- Record extracts:
-.-.-

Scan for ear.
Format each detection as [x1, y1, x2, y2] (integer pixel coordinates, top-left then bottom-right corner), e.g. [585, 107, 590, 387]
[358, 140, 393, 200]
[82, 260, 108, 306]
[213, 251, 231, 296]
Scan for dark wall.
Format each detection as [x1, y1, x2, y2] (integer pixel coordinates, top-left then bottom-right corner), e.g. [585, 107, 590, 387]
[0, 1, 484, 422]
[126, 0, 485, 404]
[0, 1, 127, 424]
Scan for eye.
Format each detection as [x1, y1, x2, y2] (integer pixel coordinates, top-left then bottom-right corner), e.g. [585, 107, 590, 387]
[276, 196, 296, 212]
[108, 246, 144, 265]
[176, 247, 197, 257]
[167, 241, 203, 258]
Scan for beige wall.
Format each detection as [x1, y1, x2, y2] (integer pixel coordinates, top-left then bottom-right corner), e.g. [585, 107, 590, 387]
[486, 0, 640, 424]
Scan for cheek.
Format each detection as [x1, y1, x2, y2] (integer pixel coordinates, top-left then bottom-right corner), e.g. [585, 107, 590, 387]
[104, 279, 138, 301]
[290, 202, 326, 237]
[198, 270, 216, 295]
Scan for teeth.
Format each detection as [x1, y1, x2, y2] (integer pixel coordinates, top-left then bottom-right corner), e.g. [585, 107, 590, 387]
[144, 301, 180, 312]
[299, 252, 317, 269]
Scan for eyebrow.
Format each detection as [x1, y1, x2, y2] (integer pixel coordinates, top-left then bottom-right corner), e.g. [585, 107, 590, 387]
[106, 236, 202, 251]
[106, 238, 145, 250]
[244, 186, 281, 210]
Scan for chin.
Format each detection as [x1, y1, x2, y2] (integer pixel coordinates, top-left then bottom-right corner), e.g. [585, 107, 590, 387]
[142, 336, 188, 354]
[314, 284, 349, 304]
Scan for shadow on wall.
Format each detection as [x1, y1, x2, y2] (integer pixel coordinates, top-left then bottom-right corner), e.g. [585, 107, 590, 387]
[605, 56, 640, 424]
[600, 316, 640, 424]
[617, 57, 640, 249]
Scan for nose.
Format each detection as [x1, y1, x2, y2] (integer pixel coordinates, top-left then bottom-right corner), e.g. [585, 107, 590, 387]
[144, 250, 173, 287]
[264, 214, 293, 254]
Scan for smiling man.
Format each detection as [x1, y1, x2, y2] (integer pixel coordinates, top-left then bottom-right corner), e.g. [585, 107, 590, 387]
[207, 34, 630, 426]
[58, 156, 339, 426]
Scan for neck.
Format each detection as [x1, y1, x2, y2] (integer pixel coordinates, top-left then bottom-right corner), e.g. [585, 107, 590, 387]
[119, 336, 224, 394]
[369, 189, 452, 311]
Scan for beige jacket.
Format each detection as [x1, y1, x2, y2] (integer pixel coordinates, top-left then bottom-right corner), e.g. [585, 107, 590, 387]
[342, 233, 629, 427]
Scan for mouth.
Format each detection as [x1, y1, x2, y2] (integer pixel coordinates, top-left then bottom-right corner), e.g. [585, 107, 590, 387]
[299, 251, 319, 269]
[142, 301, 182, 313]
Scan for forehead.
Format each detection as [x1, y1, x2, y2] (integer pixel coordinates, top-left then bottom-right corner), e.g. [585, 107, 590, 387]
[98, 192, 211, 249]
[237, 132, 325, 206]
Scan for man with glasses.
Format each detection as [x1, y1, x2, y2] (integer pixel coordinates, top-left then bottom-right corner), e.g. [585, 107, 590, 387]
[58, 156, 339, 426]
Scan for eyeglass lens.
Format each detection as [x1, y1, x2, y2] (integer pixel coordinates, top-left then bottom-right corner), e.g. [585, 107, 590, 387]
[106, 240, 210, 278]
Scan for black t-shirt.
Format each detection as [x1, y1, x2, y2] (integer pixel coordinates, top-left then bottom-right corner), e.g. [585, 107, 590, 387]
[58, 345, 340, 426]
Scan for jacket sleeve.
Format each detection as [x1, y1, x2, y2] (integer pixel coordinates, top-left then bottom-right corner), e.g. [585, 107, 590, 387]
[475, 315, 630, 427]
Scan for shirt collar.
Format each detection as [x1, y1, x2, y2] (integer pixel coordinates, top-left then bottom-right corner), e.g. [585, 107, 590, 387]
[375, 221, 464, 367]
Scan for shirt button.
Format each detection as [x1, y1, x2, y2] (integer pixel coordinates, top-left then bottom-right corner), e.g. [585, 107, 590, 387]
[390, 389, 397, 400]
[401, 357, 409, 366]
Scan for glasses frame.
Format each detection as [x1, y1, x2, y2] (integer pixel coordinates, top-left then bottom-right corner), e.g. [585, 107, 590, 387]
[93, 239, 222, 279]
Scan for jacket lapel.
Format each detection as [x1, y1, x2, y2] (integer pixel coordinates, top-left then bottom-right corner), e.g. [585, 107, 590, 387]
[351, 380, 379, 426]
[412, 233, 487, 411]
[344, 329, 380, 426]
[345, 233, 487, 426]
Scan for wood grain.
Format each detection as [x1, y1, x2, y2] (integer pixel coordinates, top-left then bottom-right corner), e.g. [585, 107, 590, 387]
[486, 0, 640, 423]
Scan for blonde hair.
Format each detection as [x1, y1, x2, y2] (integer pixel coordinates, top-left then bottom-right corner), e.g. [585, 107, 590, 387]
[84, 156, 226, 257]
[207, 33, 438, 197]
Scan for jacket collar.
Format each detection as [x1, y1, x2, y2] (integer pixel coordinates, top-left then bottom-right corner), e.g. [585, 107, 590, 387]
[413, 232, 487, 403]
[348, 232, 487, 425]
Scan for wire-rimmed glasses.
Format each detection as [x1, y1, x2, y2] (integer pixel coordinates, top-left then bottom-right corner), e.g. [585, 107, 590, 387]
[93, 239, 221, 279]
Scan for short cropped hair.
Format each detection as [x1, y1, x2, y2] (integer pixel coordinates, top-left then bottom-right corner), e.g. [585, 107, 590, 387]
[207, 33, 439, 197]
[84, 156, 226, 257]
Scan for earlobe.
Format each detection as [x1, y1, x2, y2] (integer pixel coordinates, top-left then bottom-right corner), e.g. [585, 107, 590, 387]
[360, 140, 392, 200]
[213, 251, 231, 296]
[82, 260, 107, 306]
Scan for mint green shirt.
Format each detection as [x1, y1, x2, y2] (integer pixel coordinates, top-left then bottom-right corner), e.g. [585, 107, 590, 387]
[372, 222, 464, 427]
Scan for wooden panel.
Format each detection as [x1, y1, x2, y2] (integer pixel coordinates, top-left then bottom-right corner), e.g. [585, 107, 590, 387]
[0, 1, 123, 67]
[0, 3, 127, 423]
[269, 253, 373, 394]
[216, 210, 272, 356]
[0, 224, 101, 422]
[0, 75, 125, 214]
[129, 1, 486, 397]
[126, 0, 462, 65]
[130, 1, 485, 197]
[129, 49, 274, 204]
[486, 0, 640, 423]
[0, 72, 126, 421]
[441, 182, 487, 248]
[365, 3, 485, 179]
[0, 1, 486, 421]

-.-.-

In full and word for word, output the entries.

Scan for ear.
Format each detection as [x1, y1, x2, y2] (integer pixel coordinates, top-left then bottom-right corner), e.g. [585, 107, 590, 387]
[358, 140, 393, 200]
[82, 260, 108, 306]
[213, 251, 231, 296]
Scan for dark wall.
Format each detection as [x1, y1, x2, y2] (integer pixel coordinates, top-left then bottom-right corner), e.g. [585, 107, 590, 387]
[0, 1, 484, 422]
[126, 0, 485, 404]
[0, 1, 127, 424]
Scan for eye.
Format each detection as [x1, y1, x2, y2] (integer pixel coordinates, top-left then bottom-right corner), e.g. [585, 107, 590, 387]
[276, 196, 296, 212]
[108, 246, 144, 265]
[176, 247, 197, 257]
[167, 241, 203, 258]
Scan for beige wall.
Format each detection as [x1, y1, x2, y2] (integer pixel coordinates, top-left then bottom-right corner), e.g. [585, 107, 590, 387]
[486, 0, 640, 424]
Scan for cheek.
Format each detection as [x1, y1, x2, y2] (integer pixel coordinates, top-left then bottom-right corner), e.g. [585, 107, 590, 387]
[104, 279, 138, 301]
[290, 202, 326, 237]
[198, 270, 216, 295]
Scan for teeth.
Format each detection as [x1, y1, x2, y2] (integer pixel coordinates, top-left then bottom-right corner), e.g. [585, 107, 590, 387]
[144, 301, 180, 312]
[299, 252, 317, 269]
Scan for eyebrow.
Format each detection as [x1, y1, x2, y2] (integer pixel coordinates, top-left then bottom-right corner), e.g. [585, 107, 590, 387]
[106, 236, 202, 251]
[106, 238, 145, 250]
[244, 186, 281, 210]
Scan for chin.
Format each detection as [x1, y1, x2, y2] (integer pixel coordinates, top-left then bottom-right corner), e.g. [585, 107, 590, 387]
[142, 336, 188, 354]
[314, 284, 349, 304]
Scan for shadow on wall.
Format each detection as [x1, y1, x2, y2] (integer pixel coordinates, top-left then bottom-right corner), e.g. [585, 107, 590, 387]
[605, 56, 640, 424]
[600, 316, 640, 424]
[617, 57, 640, 249]
Scan for nose.
Format each detection as [x1, y1, x2, y2] (integer pixel coordinates, top-left then bottom-right corner), e.g. [585, 107, 590, 387]
[144, 250, 173, 287]
[264, 214, 293, 254]
Scan for smiling man.
Format each detection as [x1, y1, x2, y2] (integer pixel coordinates, top-left then bottom-right corner), e.g. [585, 107, 590, 387]
[207, 34, 630, 426]
[58, 156, 339, 426]
Scan for neck.
Format each detection as [x1, y1, x2, y2] (integer pixel coordinates, top-left then bottom-right corner), e.g. [585, 107, 590, 387]
[119, 336, 224, 394]
[369, 189, 452, 311]
Scan for beige jacket.
Format each detection as [x1, y1, x2, y2] (integer pixel coordinates, top-left then bottom-right corner), e.g. [585, 107, 590, 387]
[342, 233, 629, 427]
Scan for mouth.
Format each detection as [x1, y1, x2, y2] (integer pixel coordinates, top-left then bottom-right corner), e.g. [585, 107, 590, 387]
[299, 251, 319, 269]
[142, 301, 182, 313]
Scan for forehead.
Format each detection as [x1, y1, x2, y2] (integer pixel coordinates, top-left then bottom-right corner), e.g. [585, 107, 590, 387]
[98, 192, 211, 249]
[237, 132, 325, 206]
Scan for man with glasses.
Format each detection as [x1, y1, x2, y2] (integer pixel coordinates, top-left then bottom-right corner), e.g. [585, 107, 590, 387]
[58, 156, 339, 426]
Scan for eyeglass lens.
Format each detection as [x1, y1, x2, y2] (integer pixel coordinates, top-left then bottom-right corner), e.g. [585, 107, 590, 387]
[106, 240, 210, 278]
Scan for black t-shirt.
Format each detection as [x1, y1, x2, y2] (integer pixel coordinates, top-left then bottom-right corner), e.g. [585, 107, 590, 387]
[58, 345, 340, 426]
Scan for jacket sleeve.
Format each detection as [x1, y1, x2, y2] (integer pixel coordinates, top-left then bottom-right corner), e.g. [585, 107, 590, 387]
[475, 315, 630, 427]
Scan for shirt collar.
Format each detection as [x1, y1, x2, y2] (integer pixel coordinates, top-left then bottom-right corner), e.g. [585, 107, 590, 387]
[375, 221, 464, 367]
Scan for shirt button.
Format each detection as [x1, y1, x2, y2] (integer pixel coordinates, top-left then bottom-right corner), e.g. [585, 107, 590, 387]
[390, 389, 397, 400]
[401, 357, 409, 366]
Scan for glasses frame.
Format each detection as [x1, y1, x2, y2] (integer pixel coordinates, top-left then bottom-right corner), e.g. [585, 107, 590, 387]
[93, 239, 222, 279]
Scan for jacket lapel.
Format each detection as [x1, y1, x2, y2] (integer pixel coordinates, top-left then bottom-right corner), e.g. [585, 107, 590, 387]
[351, 380, 379, 426]
[412, 233, 487, 411]
[344, 329, 380, 426]
[345, 233, 487, 426]
Scan for wood grain.
Format each detection as [x1, y1, x2, y2] (integer pixel coordinates, top-left then bottom-right corner), e.g. [585, 107, 590, 387]
[486, 0, 640, 423]
Scan for blonde hair.
Format each detection as [x1, y1, x2, y2] (integer pixel coordinates, top-left then bottom-right corner), e.g. [585, 107, 590, 387]
[84, 156, 226, 257]
[207, 33, 438, 197]
Scan for jacket collar.
Format each detection as [x1, y1, x2, y2] (integer pixel coordinates, top-left then bottom-right corner), e.g. [585, 107, 590, 387]
[413, 232, 487, 403]
[348, 232, 487, 425]
Scan for wire-rimmed glasses.
Format each detection as [x1, y1, x2, y2] (integer pixel coordinates, top-left then bottom-right corner), e.g. [585, 107, 590, 387]
[93, 239, 221, 279]
Scan for short cropped hair.
Format each detection as [x1, y1, x2, y2] (integer pixel coordinates, top-left then bottom-right corner), e.g. [585, 107, 590, 387]
[207, 33, 439, 197]
[84, 156, 226, 257]
Scan for earlobe.
Format each detection as [x1, y1, x2, y2] (integer pixel coordinates, top-left then bottom-right corner), e.g. [585, 107, 590, 387]
[360, 140, 392, 200]
[213, 251, 231, 296]
[82, 260, 107, 306]
Scan for mint green shirt.
Format each detection as [x1, y1, x2, y2] (integer pixel coordinates, top-left then bottom-right corner), e.g. [585, 107, 590, 387]
[372, 222, 464, 427]
Scan for wooden panel.
Format each detection as [x1, y1, x2, y2] (integer pixel coordinates, top-left then bottom-right corner), e.g. [585, 107, 590, 387]
[0, 1, 123, 67]
[0, 3, 127, 423]
[269, 253, 373, 394]
[216, 210, 272, 356]
[0, 224, 101, 422]
[0, 75, 125, 214]
[129, 1, 486, 397]
[126, 0, 462, 65]
[130, 1, 485, 197]
[129, 49, 274, 204]
[486, 0, 640, 423]
[0, 72, 126, 421]
[441, 182, 487, 248]
[365, 3, 485, 179]
[0, 1, 486, 421]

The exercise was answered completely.